_Exercise 1_. Please list every news organization named in the passage on war coverage.

As the American- and British-led invasion of Iraq unfolds, what people see
and read around the world still largely depends on where they live and on
the stance their governments have taken. Many editorials have been
relentlessly critical of the United States. But there is better access to
and more information about this war than during any recent conflict.
The BBC has mounted one of its most ambitious broadcast operations, with
some 200 journalists and technicians deployed in Iraq and 12 nearby
countries, including three correspondents and crew members in Baghdad. It
is operating seven satellite dishes and broadcasting coverage 24 hours a
day on television, radio and the Internet. The network's 10 p.m. news
program Thursday drew 7.6 million viewers, its largest news audience since
the Sept. 11, 2001, attacks, according to a spokeswoman.
Britain's Sky News and ITN have also dispatched news crews to the region.
Three members of an ITN crew were reported missing outside the southern
Iraqi city of Basra after fighting broke out there.

_Given data_.

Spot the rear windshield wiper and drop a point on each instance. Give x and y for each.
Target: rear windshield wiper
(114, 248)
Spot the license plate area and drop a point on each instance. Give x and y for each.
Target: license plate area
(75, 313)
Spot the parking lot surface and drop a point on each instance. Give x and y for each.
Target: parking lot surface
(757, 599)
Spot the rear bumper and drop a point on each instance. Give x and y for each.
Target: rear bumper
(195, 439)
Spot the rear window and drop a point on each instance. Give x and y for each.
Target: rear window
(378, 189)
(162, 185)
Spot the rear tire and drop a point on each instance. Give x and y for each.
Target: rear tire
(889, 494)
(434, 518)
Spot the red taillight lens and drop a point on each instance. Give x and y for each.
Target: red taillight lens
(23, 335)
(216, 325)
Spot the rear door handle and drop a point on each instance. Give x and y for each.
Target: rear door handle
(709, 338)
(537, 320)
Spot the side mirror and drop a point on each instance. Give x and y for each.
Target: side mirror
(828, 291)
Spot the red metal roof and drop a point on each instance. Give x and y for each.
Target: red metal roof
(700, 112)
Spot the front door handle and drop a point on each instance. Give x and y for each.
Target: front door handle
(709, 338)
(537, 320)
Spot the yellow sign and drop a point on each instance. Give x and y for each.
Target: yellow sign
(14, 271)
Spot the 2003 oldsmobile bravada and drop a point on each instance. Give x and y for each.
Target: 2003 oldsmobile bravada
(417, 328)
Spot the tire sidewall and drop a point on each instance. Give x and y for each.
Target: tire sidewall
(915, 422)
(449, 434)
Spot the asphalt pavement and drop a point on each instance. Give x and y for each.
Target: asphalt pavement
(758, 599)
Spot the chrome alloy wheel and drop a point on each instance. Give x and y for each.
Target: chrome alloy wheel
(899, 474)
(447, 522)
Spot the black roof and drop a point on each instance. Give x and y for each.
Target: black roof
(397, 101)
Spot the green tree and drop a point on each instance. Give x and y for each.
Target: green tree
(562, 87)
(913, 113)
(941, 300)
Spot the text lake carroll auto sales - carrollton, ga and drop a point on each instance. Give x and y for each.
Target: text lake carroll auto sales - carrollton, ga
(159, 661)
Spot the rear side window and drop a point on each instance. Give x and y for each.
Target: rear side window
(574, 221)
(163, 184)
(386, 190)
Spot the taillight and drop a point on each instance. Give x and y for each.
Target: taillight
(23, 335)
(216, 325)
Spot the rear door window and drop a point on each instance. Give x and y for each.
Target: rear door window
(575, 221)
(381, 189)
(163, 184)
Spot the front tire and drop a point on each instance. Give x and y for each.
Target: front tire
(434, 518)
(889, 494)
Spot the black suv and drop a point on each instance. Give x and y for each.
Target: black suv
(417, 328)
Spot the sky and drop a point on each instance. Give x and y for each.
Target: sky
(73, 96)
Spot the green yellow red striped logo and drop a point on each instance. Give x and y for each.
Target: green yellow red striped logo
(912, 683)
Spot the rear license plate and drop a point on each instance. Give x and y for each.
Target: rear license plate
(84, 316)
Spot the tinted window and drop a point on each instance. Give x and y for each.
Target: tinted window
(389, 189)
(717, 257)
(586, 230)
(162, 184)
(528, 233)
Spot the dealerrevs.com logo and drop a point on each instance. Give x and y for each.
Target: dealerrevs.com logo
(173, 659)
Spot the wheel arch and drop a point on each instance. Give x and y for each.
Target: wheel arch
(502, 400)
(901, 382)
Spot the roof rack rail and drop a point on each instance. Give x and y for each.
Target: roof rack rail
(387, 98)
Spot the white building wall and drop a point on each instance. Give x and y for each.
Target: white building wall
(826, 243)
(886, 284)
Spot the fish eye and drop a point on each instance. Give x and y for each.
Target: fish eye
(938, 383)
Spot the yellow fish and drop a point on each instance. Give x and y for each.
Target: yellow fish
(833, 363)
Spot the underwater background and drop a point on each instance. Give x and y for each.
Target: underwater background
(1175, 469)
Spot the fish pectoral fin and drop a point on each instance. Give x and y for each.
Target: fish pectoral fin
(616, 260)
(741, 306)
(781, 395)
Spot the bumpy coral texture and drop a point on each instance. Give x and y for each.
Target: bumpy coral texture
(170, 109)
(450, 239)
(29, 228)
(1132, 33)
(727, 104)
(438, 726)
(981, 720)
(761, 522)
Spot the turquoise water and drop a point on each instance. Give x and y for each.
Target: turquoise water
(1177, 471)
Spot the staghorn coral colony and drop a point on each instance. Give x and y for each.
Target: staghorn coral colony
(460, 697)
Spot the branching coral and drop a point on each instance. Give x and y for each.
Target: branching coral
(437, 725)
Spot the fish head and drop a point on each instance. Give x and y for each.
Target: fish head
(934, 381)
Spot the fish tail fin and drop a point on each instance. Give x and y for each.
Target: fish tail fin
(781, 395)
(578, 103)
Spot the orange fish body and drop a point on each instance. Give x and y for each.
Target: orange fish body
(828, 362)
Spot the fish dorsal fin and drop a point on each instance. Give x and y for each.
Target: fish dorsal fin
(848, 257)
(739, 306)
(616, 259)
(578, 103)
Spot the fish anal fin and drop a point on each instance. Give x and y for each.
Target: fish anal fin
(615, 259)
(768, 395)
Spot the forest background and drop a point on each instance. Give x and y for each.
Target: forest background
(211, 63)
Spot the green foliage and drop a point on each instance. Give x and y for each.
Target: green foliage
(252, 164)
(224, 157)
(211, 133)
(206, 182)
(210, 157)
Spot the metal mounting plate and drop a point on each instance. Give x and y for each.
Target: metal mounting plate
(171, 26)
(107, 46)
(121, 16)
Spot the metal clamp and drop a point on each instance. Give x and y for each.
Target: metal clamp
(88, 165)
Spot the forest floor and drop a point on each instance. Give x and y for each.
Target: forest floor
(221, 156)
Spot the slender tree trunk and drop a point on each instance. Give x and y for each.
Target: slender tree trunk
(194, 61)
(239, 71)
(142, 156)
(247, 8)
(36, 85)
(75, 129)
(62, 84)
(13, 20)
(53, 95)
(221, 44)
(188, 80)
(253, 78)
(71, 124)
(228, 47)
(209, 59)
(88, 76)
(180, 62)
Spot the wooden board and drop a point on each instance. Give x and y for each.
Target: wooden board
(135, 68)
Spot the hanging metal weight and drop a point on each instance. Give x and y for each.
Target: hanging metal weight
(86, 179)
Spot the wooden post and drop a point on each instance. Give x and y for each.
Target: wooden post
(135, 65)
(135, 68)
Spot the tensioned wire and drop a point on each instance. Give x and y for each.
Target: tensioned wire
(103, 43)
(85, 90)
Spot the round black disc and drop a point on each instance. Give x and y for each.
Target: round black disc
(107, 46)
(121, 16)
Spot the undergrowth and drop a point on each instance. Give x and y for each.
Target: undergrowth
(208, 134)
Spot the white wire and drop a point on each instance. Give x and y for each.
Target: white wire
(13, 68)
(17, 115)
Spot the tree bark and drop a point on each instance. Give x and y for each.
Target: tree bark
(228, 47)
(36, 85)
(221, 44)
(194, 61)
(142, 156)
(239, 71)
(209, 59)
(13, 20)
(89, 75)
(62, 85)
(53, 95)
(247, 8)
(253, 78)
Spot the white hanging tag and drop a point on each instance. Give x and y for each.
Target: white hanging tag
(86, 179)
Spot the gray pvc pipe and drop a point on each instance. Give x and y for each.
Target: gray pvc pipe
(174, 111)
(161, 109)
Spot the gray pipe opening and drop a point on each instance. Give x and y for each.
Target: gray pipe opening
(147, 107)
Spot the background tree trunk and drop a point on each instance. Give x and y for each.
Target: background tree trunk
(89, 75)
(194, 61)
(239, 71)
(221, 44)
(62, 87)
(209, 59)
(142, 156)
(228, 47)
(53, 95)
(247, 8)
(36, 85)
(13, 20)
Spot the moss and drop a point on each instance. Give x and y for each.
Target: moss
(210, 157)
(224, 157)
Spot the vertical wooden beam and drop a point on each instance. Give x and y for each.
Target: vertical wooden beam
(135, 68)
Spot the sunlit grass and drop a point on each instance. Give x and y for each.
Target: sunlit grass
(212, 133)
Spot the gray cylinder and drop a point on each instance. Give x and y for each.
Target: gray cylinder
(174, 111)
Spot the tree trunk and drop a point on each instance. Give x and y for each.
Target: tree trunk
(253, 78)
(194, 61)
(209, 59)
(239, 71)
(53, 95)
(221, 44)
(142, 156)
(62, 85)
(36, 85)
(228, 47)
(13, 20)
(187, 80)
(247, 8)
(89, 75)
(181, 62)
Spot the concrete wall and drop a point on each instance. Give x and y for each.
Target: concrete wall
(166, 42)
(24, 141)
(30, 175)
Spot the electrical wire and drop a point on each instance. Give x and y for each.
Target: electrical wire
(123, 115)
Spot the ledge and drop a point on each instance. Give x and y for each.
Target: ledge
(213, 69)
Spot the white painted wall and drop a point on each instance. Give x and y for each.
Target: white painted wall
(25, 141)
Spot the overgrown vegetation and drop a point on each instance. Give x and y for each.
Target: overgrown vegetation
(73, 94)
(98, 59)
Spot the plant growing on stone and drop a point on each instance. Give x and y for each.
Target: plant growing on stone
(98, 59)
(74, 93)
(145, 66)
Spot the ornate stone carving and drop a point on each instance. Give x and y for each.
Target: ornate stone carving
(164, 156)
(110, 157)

_Exercise 2_. Arrange the lines of the listing as a JSON list of strings, one string per line, starting with the line containing "Spot the plant" and going on through the end of the listing. Leave out blank lines.

_Full response 1_. BBC, Sky News, ITN

_Full response 2_.
[
  "Spot the plant growing on stone and drop a point on each instance. Give x and y for each.",
  "Target: plant growing on stone",
  "(98, 59)",
  "(74, 93)",
  "(145, 66)",
  "Spot the ornate stone carving and drop a point on each instance. Give x and y for each.",
  "Target: ornate stone carving",
  "(164, 156)",
  "(110, 157)"
]